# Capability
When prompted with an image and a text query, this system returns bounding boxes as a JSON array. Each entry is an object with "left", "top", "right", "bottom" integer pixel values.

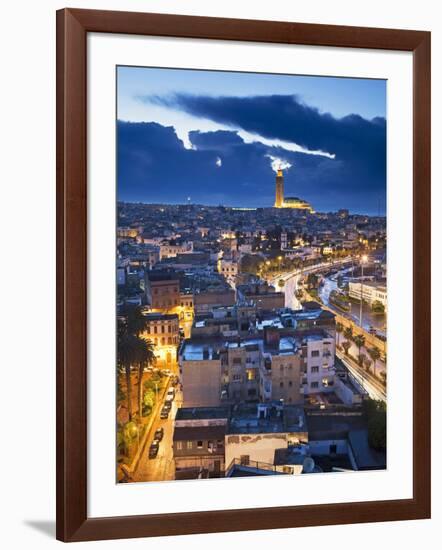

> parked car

[
  {"left": 154, "top": 427, "right": 164, "bottom": 441},
  {"left": 166, "top": 388, "right": 175, "bottom": 401},
  {"left": 148, "top": 439, "right": 160, "bottom": 459},
  {"left": 160, "top": 407, "right": 169, "bottom": 419},
  {"left": 163, "top": 400, "right": 172, "bottom": 411}
]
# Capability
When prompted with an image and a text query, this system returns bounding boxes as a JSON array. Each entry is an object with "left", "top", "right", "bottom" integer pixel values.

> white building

[
  {"left": 348, "top": 281, "right": 387, "bottom": 311},
  {"left": 218, "top": 258, "right": 238, "bottom": 287},
  {"left": 300, "top": 334, "right": 335, "bottom": 395},
  {"left": 159, "top": 240, "right": 193, "bottom": 259}
]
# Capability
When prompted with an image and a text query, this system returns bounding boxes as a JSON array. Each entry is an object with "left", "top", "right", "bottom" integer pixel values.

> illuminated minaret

[{"left": 274, "top": 168, "right": 284, "bottom": 208}]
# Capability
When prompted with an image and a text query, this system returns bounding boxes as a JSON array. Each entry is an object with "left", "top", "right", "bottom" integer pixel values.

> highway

[{"left": 269, "top": 257, "right": 354, "bottom": 309}]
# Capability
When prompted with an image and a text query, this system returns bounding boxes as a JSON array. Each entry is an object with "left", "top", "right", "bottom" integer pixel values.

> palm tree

[
  {"left": 118, "top": 332, "right": 139, "bottom": 422},
  {"left": 336, "top": 322, "right": 344, "bottom": 347},
  {"left": 134, "top": 337, "right": 156, "bottom": 420},
  {"left": 342, "top": 340, "right": 351, "bottom": 355},
  {"left": 353, "top": 334, "right": 366, "bottom": 366},
  {"left": 121, "top": 304, "right": 149, "bottom": 336},
  {"left": 117, "top": 306, "right": 151, "bottom": 422},
  {"left": 368, "top": 346, "right": 381, "bottom": 377},
  {"left": 344, "top": 326, "right": 353, "bottom": 342},
  {"left": 363, "top": 355, "right": 372, "bottom": 373}
]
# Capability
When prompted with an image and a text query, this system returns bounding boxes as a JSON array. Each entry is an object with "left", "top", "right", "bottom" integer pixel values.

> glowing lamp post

[{"left": 359, "top": 255, "right": 368, "bottom": 328}]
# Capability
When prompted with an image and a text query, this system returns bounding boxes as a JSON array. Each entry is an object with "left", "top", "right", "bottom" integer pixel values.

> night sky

[{"left": 117, "top": 67, "right": 386, "bottom": 215}]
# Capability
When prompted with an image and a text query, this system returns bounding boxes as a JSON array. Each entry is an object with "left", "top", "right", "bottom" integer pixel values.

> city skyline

[{"left": 117, "top": 67, "right": 386, "bottom": 215}]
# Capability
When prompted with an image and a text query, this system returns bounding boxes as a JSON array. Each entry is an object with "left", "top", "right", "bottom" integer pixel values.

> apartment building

[
  {"left": 300, "top": 332, "right": 335, "bottom": 395},
  {"left": 348, "top": 281, "right": 387, "bottom": 311},
  {"left": 141, "top": 313, "right": 179, "bottom": 367},
  {"left": 146, "top": 272, "right": 180, "bottom": 310}
]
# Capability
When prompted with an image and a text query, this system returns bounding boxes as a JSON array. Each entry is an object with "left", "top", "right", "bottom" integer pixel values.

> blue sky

[{"left": 117, "top": 66, "right": 386, "bottom": 214}]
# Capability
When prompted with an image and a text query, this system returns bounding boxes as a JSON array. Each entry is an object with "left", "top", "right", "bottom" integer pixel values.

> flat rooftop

[
  {"left": 180, "top": 341, "right": 221, "bottom": 361},
  {"left": 143, "top": 313, "right": 179, "bottom": 321},
  {"left": 176, "top": 407, "right": 230, "bottom": 421},
  {"left": 228, "top": 403, "right": 306, "bottom": 434}
]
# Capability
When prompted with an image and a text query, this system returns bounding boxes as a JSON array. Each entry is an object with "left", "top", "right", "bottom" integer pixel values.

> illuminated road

[
  {"left": 319, "top": 270, "right": 386, "bottom": 335},
  {"left": 269, "top": 257, "right": 354, "bottom": 309},
  {"left": 337, "top": 350, "right": 386, "bottom": 402},
  {"left": 132, "top": 384, "right": 183, "bottom": 483}
]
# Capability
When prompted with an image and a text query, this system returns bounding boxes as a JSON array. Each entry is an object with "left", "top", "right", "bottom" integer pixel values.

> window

[
  {"left": 311, "top": 366, "right": 319, "bottom": 373},
  {"left": 176, "top": 441, "right": 183, "bottom": 451},
  {"left": 246, "top": 369, "right": 255, "bottom": 381},
  {"left": 240, "top": 455, "right": 250, "bottom": 466},
  {"left": 311, "top": 350, "right": 320, "bottom": 357},
  {"left": 197, "top": 441, "right": 203, "bottom": 449},
  {"left": 187, "top": 441, "right": 193, "bottom": 449},
  {"left": 154, "top": 326, "right": 158, "bottom": 334},
  {"left": 280, "top": 381, "right": 284, "bottom": 388},
  {"left": 311, "top": 381, "right": 319, "bottom": 388},
  {"left": 289, "top": 381, "right": 293, "bottom": 387}
]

• [TASK] Please output the data above exactly as given, omitting every picture.

• [TASK RESPONSE]
# Capability
When prompted with an image and a text query, this system returns bounding boxes as a JSON array. Each entry is an object with "left", "top", "right", "bottom" integer pixel values.


> parked car

[
  {"left": 154, "top": 427, "right": 164, "bottom": 441},
  {"left": 166, "top": 388, "right": 175, "bottom": 401},
  {"left": 148, "top": 439, "right": 160, "bottom": 459},
  {"left": 160, "top": 407, "right": 169, "bottom": 419},
  {"left": 163, "top": 400, "right": 172, "bottom": 411}
]
# Capability
When prompted with an image and a text query, this system returns bounding boxes as a JSON array. Each entry is an object with "left", "top", "right", "bottom" integer pixel values.

> white building

[
  {"left": 348, "top": 281, "right": 387, "bottom": 311},
  {"left": 218, "top": 258, "right": 238, "bottom": 287},
  {"left": 300, "top": 334, "right": 335, "bottom": 395},
  {"left": 159, "top": 240, "right": 193, "bottom": 259}
]
# Capability
When prompted with an image and a text query, this system returns bounding boxes as a JSON array. Each entry is an object with "left", "top", "right", "bottom" integer pixel values.

> illuminated minaret

[{"left": 274, "top": 168, "right": 284, "bottom": 208}]
# Capability
When prompted with an image and a text query, this system returns bounding boxes as a JSON array. Each entry is an object with "left", "top", "right", "bottom" integer pixel values.

> highway

[{"left": 269, "top": 257, "right": 354, "bottom": 309}]
# Capability
When prompted with an image and a text query, this system returns bounding boxes as a JSON array. Each entry is an object with "left", "top", "right", "bottom" integer pixel values.

> palm tree

[
  {"left": 118, "top": 332, "right": 139, "bottom": 422},
  {"left": 336, "top": 322, "right": 344, "bottom": 347},
  {"left": 134, "top": 337, "right": 156, "bottom": 420},
  {"left": 342, "top": 340, "right": 351, "bottom": 355},
  {"left": 353, "top": 334, "right": 366, "bottom": 366},
  {"left": 121, "top": 304, "right": 149, "bottom": 336},
  {"left": 117, "top": 306, "right": 151, "bottom": 422},
  {"left": 368, "top": 346, "right": 381, "bottom": 377},
  {"left": 344, "top": 326, "right": 353, "bottom": 342},
  {"left": 363, "top": 355, "right": 372, "bottom": 373}
]
# Capability
When prompted with an image and a text query, this system returns bounding boxes as a JSON array. Each entry is an object with "left", "top", "right", "bottom" integer pixel values.

> glowing lamp post

[{"left": 359, "top": 255, "right": 368, "bottom": 328}]
# Capability
When prompted with an image and a text query, this system returns bounding boxes as a JSON array. Each entry is an object with "left", "top", "right", "bottom" integer pixel values.

> night sky

[{"left": 117, "top": 67, "right": 386, "bottom": 215}]
# Capability
When prompted with an image and a text query, this system returns bounding boxes as a JSON array. Each entry is an object with "left", "top", "right", "bottom" integer pixel values.

> city skyline

[{"left": 117, "top": 67, "right": 386, "bottom": 215}]
# Capability
When prompted with an image and a text query, this system returns bounding boxes as a JSON array. Each entry is an object with "left", "top", "right", "bottom" integer pixel values.

> apartment building

[
  {"left": 300, "top": 332, "right": 335, "bottom": 395},
  {"left": 348, "top": 281, "right": 387, "bottom": 311},
  {"left": 141, "top": 313, "right": 179, "bottom": 367},
  {"left": 146, "top": 272, "right": 180, "bottom": 310}
]
# Capability
When prompted with an image and a text query, this system returns bounding boxes as a JSON array. Each entry is an object with "left", "top", "right", "bottom" integer pixel values.

> blue sky

[{"left": 117, "top": 66, "right": 386, "bottom": 214}]
# Capability
When prompted with an image and a text query, this system returns bounding boxes as a JSON array. Each entry is an object with "left", "top", "right", "bottom" integer pixel values.

> flat rooftop

[
  {"left": 180, "top": 341, "right": 221, "bottom": 361},
  {"left": 143, "top": 313, "right": 179, "bottom": 321},
  {"left": 176, "top": 407, "right": 230, "bottom": 421},
  {"left": 228, "top": 403, "right": 306, "bottom": 434}
]
# Capability
When prompted with an image and a text query, this system returns bounding boxes as a JSON array. Each entry is an object with "left", "top", "right", "bottom" integer pixel values.

> illuminated road

[
  {"left": 319, "top": 270, "right": 386, "bottom": 335},
  {"left": 269, "top": 257, "right": 354, "bottom": 309},
  {"left": 337, "top": 350, "right": 386, "bottom": 402},
  {"left": 132, "top": 384, "right": 183, "bottom": 483}
]
# Capability
When prompted with an image and a text query, this system returns bounding boxes as a JSON array. Each entry is an object with "left", "top", "right", "bottom" integer pixel values.

> window

[
  {"left": 311, "top": 366, "right": 319, "bottom": 373},
  {"left": 176, "top": 441, "right": 183, "bottom": 451},
  {"left": 246, "top": 369, "right": 255, "bottom": 381},
  {"left": 240, "top": 455, "right": 250, "bottom": 466},
  {"left": 311, "top": 350, "right": 320, "bottom": 357},
  {"left": 197, "top": 441, "right": 203, "bottom": 449},
  {"left": 187, "top": 441, "right": 193, "bottom": 449},
  {"left": 154, "top": 326, "right": 158, "bottom": 334},
  {"left": 280, "top": 381, "right": 284, "bottom": 388},
  {"left": 311, "top": 381, "right": 319, "bottom": 388},
  {"left": 289, "top": 381, "right": 293, "bottom": 387}
]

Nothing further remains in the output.